Requirement: Give the items below as a two-column CSV with the headers "item" and "answer", one row per item. Put each item's text and its answer in their own quoted field, with line breaks replaced by spaces.

Collected data entries:
## START

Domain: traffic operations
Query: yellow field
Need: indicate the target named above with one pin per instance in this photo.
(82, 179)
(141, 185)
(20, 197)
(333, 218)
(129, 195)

## END

Result:
item,answer
"Domain: traffic operations Query: yellow field Need: indicate the target named above with one pin per instance in this photo.","(82, 179) (141, 185) (20, 197) (333, 218) (129, 195)"